• Work instructions: When you reach the line containing "the photo above." in the entries below, repeat it and each line after it exactly until the entries end.

(Stored data)
--- START ---
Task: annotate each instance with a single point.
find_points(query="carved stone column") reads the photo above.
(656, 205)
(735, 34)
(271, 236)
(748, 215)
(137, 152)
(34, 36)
--- END ---
• Answer to this exercise:
find_points(query="carved stone column") reads the photo above.
(656, 205)
(735, 34)
(271, 236)
(748, 215)
(137, 152)
(34, 36)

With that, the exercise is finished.